**Short task:** Rewrite the records from the line containing "<item>concrete electric pole</item>?" through the end of the records, both included, with every "instance" changed to "occurrence" and everything else left the same.
— Begin —
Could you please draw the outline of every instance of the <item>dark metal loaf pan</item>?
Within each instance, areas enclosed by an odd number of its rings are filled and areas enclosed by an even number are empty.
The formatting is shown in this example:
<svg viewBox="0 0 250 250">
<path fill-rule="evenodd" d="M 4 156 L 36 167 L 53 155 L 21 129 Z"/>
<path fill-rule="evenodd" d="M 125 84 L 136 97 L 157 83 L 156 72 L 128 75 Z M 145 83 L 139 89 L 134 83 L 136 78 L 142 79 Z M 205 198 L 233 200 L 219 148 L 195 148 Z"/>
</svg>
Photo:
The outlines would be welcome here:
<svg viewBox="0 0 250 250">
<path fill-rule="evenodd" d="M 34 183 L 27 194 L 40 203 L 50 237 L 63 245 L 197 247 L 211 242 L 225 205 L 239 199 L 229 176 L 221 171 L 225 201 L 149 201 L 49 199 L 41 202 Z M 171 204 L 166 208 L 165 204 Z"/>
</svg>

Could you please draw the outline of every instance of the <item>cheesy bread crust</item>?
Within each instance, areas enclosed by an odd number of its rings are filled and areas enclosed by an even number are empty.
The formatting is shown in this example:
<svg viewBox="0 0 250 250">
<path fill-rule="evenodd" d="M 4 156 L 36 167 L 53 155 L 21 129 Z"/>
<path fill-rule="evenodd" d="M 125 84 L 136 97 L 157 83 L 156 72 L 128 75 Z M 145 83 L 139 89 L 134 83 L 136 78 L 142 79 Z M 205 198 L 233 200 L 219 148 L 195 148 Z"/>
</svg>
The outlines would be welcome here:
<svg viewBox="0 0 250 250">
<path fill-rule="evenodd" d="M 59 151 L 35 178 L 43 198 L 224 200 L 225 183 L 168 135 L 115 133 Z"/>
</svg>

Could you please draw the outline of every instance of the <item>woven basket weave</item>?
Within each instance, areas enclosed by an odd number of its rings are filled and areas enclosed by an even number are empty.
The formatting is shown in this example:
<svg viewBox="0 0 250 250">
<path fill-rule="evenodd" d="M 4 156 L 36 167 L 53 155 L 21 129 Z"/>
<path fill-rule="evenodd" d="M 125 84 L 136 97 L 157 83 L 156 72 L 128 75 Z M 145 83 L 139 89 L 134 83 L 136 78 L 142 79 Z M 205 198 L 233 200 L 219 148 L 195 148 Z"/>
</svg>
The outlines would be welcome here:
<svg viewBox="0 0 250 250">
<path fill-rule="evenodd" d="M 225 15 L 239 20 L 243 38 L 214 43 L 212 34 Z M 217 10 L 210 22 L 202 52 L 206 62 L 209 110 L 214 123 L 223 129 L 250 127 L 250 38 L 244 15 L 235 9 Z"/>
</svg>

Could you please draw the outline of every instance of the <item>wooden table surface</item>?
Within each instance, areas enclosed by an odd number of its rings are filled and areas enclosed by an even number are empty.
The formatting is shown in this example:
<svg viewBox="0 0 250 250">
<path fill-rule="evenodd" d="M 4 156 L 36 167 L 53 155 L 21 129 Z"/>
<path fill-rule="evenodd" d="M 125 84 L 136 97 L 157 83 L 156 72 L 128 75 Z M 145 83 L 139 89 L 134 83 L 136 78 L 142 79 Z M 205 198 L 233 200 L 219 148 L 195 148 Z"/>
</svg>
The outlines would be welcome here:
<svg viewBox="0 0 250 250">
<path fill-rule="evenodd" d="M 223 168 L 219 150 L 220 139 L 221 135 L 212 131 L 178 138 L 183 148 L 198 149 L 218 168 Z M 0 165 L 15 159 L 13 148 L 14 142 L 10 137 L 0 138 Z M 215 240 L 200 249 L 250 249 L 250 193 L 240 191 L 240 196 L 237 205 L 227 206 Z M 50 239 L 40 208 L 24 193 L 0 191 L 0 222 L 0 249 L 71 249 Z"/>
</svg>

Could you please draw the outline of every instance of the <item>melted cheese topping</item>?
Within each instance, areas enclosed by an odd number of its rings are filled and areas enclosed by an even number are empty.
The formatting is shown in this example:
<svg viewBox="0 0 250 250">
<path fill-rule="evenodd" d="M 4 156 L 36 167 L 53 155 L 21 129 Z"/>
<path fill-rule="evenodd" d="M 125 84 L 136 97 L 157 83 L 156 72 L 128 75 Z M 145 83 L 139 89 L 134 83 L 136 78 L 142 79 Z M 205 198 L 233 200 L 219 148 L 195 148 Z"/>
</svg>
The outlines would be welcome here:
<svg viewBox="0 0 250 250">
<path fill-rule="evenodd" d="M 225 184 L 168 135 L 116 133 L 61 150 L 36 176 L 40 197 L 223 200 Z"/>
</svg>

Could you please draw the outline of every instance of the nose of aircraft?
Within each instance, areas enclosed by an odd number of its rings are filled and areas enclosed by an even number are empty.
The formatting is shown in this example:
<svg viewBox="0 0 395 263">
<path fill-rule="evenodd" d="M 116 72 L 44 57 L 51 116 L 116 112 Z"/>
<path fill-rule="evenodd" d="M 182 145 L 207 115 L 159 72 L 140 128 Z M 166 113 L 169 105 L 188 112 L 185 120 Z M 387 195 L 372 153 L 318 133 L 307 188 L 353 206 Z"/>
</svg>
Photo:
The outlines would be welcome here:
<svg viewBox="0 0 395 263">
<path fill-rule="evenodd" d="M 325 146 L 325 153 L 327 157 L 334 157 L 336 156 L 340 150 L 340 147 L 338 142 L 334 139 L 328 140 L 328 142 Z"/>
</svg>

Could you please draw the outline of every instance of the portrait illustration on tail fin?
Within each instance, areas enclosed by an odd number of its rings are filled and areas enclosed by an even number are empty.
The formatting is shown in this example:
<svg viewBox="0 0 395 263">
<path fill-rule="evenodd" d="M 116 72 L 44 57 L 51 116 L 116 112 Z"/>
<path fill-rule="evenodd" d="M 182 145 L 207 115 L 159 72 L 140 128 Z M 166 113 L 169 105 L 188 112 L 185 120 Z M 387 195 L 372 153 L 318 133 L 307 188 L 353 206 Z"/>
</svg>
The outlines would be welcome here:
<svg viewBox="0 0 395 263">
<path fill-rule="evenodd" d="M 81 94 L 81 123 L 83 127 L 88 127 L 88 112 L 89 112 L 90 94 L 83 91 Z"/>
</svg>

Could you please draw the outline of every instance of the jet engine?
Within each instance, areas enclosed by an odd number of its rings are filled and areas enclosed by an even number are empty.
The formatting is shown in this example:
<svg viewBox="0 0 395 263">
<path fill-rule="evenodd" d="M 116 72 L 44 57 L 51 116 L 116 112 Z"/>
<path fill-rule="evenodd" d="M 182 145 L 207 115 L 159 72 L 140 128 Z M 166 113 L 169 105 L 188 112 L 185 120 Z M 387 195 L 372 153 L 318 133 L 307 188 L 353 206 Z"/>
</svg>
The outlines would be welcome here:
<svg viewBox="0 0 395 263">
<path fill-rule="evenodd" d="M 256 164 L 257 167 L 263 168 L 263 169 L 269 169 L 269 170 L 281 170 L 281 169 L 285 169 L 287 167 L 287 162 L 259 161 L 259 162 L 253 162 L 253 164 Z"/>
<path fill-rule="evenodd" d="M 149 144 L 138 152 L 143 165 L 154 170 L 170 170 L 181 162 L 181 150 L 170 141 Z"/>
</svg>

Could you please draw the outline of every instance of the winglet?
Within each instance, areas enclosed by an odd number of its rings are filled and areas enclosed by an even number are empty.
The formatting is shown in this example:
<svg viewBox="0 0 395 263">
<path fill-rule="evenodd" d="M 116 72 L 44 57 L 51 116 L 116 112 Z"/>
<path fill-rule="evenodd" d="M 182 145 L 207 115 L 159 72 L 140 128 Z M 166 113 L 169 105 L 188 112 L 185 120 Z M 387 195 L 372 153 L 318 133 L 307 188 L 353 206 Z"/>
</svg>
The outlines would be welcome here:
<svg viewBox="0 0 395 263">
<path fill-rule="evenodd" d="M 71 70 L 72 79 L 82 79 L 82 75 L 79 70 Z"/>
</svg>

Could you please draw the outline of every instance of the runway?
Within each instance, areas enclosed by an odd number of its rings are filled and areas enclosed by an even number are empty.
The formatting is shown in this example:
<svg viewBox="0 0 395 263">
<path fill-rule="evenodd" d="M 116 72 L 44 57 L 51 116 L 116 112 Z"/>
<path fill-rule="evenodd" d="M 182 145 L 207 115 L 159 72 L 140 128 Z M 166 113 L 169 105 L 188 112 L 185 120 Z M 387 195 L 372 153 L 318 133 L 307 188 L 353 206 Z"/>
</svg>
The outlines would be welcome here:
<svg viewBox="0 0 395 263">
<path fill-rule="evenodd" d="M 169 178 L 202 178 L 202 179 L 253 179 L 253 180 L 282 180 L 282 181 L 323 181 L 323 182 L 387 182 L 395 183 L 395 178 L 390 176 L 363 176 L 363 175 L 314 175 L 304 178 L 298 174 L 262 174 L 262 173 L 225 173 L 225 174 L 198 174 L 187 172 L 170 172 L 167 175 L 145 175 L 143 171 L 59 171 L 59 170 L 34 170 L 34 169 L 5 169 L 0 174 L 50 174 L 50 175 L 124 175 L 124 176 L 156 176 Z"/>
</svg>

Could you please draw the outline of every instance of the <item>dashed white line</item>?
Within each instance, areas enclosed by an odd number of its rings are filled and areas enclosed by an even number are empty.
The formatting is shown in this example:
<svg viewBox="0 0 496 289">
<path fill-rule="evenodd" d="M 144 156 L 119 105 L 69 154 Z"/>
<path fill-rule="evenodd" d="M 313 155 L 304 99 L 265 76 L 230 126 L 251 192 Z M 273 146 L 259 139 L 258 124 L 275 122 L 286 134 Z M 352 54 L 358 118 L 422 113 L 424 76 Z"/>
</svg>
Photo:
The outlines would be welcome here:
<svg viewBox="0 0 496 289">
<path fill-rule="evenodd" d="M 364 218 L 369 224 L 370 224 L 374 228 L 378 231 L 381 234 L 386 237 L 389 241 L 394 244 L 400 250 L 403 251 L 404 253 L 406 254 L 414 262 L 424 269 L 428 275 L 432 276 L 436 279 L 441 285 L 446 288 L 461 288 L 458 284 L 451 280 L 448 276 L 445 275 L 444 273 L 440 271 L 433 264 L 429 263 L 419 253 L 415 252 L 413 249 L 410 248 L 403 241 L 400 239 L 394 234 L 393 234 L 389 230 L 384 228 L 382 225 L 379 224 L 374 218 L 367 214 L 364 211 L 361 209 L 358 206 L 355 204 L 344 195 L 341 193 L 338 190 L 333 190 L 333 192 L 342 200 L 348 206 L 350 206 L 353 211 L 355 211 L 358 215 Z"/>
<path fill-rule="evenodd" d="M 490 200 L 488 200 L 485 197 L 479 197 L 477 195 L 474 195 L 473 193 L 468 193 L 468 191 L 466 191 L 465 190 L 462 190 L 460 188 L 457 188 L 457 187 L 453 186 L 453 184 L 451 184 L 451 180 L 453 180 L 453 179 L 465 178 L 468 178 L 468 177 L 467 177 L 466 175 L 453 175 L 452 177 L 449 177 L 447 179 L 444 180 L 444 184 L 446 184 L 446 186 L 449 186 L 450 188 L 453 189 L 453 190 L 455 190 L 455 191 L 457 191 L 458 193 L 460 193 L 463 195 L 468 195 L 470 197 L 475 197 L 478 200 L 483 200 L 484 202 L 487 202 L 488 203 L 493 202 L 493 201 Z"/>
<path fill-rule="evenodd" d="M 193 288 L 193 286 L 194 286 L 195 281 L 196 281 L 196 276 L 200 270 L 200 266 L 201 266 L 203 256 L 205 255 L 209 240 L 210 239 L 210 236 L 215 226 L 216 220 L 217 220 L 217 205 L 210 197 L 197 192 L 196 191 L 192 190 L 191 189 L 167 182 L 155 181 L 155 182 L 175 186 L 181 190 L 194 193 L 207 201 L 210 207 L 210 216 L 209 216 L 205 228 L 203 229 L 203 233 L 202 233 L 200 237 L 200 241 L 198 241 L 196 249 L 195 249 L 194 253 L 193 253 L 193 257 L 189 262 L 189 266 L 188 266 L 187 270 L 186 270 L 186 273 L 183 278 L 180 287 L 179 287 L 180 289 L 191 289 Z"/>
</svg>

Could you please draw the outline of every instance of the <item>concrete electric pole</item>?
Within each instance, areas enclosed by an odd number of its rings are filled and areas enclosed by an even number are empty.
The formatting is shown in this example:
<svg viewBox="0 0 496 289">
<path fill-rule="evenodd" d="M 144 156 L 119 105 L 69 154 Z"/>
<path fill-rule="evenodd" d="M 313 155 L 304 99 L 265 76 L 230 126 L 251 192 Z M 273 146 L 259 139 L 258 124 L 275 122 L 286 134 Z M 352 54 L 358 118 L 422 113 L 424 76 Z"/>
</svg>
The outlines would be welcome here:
— End —
**Task output:**
Could you please draw the outline of every occurrence of the <item>concrete electric pole</item>?
Within each occurrence, areas enclosed by an odd number of its rings are filled and areas enclosed by an even number are empty.
The formatting is shown in this example:
<svg viewBox="0 0 496 289">
<path fill-rule="evenodd" d="M 144 156 L 119 105 L 69 154 Z"/>
<path fill-rule="evenodd" d="M 313 155 L 304 99 L 265 76 L 230 126 L 251 192 Z M 273 146 L 259 139 L 258 124 L 275 122 L 286 134 Z M 352 54 L 358 118 L 422 113 L 424 76 Z"/>
</svg>
The outlines would be welcome here:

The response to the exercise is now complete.